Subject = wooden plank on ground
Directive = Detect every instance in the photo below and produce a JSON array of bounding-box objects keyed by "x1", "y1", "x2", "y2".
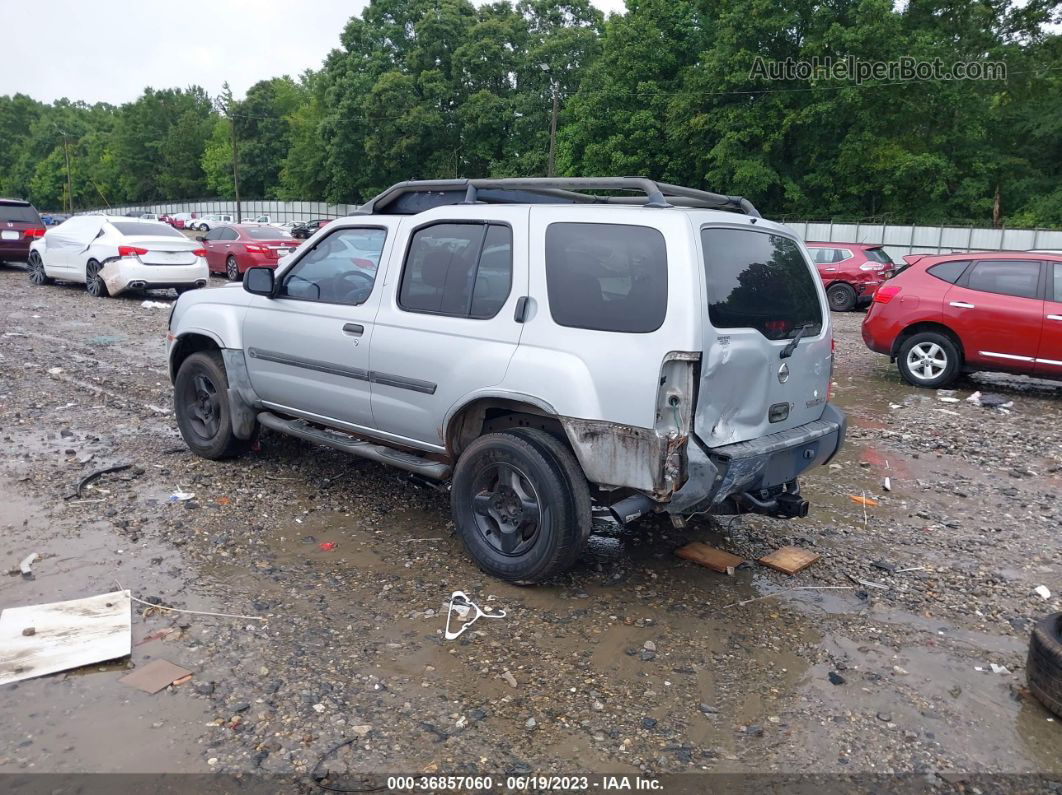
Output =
[
  {"x1": 759, "y1": 547, "x2": 821, "y2": 574},
  {"x1": 674, "y1": 541, "x2": 744, "y2": 574}
]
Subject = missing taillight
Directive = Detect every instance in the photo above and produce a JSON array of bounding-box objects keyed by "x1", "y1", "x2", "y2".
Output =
[{"x1": 874, "y1": 287, "x2": 900, "y2": 304}]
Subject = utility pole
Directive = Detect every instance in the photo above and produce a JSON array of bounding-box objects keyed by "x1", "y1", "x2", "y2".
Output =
[
  {"x1": 55, "y1": 126, "x2": 73, "y2": 215},
  {"x1": 215, "y1": 81, "x2": 243, "y2": 224},
  {"x1": 546, "y1": 87, "x2": 559, "y2": 176}
]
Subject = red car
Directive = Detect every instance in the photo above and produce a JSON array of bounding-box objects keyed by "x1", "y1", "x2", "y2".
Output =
[
  {"x1": 195, "y1": 224, "x2": 298, "y2": 281},
  {"x1": 0, "y1": 198, "x2": 45, "y2": 262},
  {"x1": 806, "y1": 243, "x2": 896, "y2": 312},
  {"x1": 862, "y1": 252, "x2": 1062, "y2": 387}
]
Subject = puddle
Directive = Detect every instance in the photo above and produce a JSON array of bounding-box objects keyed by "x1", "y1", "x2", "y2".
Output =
[{"x1": 0, "y1": 482, "x2": 209, "y2": 773}]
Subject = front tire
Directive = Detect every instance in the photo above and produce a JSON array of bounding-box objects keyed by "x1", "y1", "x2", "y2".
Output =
[
  {"x1": 25, "y1": 252, "x2": 52, "y2": 287},
  {"x1": 896, "y1": 331, "x2": 962, "y2": 390},
  {"x1": 173, "y1": 350, "x2": 251, "y2": 461},
  {"x1": 450, "y1": 429, "x2": 590, "y2": 584},
  {"x1": 85, "y1": 259, "x2": 110, "y2": 298},
  {"x1": 826, "y1": 284, "x2": 856, "y2": 312}
]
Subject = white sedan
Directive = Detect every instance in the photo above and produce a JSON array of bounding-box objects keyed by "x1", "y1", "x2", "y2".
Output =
[{"x1": 28, "y1": 215, "x2": 209, "y2": 298}]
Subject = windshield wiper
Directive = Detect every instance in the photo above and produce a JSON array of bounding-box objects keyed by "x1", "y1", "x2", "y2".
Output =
[{"x1": 778, "y1": 323, "x2": 815, "y2": 359}]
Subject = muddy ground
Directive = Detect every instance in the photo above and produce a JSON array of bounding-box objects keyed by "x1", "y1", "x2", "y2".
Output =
[{"x1": 0, "y1": 267, "x2": 1062, "y2": 789}]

• **What you are asked to do**
List each line of the records above that contains the string "Subject", treating uppercase and lowercase as different.

• **Solution to this task**
Subject = wooden plank on ground
Subject = missing taillight
Subject = utility pole
Subject = red car
Subject = puddle
Subject = front tire
Subject = white sedan
Subject = windshield wiper
Subject = muddy ground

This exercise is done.